→ **Text section**
--- begin ---
Although he doesn’t normally run into anti-Semitism as
he goes about his business in his dark suit, hat and long bushy beard, which
mark him as a Jew, he can’t say that anti-Semitism has been purged from
Ukrainian society, Markovitz adds. Just recently, he notes, a youth accosted him
with a Nazi salute and “Heil Hitler.” Markovitz, whose own grandparents perished
at Auschwitz, often goes to schools to talk about the Holocaust.
“The
hardest thing is when I speak to older people and they try to justify what
happened,” he says. “They say it was war.”
Through his work in the
parliament and the Kiev Interfaith Forum, Feldman has done a lot to bring the
issue of religious tolerance to the forefront, at least, of Ukrainian politics,
notes Markovitz.
Outside the hotel a small group of Ukrainian Orthodox
women were voicing their opposition to dialogue between religions – even among
different Christian denominations.
--- end ---
→ **Task 1**
Retype everything in the passage on anti-Semitism in Ukraine from "Through his work" down to "notes Markovitz.".
The records have no connection to the passage above.

→ **Stored data**
--- begin ---
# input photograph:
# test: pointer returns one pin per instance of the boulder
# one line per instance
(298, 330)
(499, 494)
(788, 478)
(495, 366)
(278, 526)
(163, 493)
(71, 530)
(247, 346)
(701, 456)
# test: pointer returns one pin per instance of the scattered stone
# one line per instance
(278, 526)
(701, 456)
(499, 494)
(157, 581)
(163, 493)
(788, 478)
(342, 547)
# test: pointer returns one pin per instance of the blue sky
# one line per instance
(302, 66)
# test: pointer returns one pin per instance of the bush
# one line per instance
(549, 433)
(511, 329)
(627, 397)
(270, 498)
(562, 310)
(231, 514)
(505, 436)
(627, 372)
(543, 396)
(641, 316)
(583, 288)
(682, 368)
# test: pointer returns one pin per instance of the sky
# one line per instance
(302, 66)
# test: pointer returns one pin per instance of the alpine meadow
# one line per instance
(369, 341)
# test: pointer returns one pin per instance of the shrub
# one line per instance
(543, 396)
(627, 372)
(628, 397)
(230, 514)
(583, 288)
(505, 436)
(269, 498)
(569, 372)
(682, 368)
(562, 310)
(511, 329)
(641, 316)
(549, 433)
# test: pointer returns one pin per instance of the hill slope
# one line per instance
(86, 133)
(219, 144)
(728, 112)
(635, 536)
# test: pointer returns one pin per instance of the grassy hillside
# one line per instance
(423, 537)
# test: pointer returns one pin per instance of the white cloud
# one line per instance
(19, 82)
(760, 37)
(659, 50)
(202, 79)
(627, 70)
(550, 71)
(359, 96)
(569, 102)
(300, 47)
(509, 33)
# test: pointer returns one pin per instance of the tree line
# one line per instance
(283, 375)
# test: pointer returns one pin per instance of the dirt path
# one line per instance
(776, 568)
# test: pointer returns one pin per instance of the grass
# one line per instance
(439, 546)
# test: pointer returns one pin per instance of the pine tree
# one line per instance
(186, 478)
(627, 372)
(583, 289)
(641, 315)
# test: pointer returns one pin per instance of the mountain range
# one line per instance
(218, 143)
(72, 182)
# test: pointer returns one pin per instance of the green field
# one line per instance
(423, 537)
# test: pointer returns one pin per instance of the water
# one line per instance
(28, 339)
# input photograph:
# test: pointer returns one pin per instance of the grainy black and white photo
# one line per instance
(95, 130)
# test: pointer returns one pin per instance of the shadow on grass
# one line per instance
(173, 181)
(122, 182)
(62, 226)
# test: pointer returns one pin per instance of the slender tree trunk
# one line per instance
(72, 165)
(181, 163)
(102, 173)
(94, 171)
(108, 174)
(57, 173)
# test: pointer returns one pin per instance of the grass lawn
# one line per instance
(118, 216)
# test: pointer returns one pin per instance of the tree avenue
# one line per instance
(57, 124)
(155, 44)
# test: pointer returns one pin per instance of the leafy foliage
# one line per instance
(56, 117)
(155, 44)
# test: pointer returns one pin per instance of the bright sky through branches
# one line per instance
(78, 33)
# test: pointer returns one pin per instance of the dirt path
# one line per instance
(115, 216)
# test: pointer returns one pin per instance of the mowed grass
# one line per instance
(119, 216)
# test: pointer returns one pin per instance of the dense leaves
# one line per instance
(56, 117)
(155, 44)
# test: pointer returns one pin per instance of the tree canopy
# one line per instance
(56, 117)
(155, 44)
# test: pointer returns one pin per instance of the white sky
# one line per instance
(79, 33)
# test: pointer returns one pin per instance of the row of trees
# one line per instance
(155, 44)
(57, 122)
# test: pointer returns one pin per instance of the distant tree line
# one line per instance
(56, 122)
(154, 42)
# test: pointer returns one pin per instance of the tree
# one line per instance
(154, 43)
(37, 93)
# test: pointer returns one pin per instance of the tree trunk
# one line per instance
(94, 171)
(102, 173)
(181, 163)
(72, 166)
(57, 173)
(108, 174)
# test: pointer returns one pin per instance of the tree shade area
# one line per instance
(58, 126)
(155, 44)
--- end ---
→ **Task 2**
Show each line of the records that contains the string "white". Case counts.

→ **Worked solution 1**
Through his work in the
parliament and the Kiev Interfaith Forum, Feldman has done a lot to bring the
issue of religious tolerance to the forefront, at least, of Ukrainian politics,
notes Markovitz.

→ **Worked solution 2**
# test: pointer returns one pin per instance of the white cloud
# test: pointer returns one pin per instance of the grainy black and white photo
# test: pointer returns one pin per instance of the white sky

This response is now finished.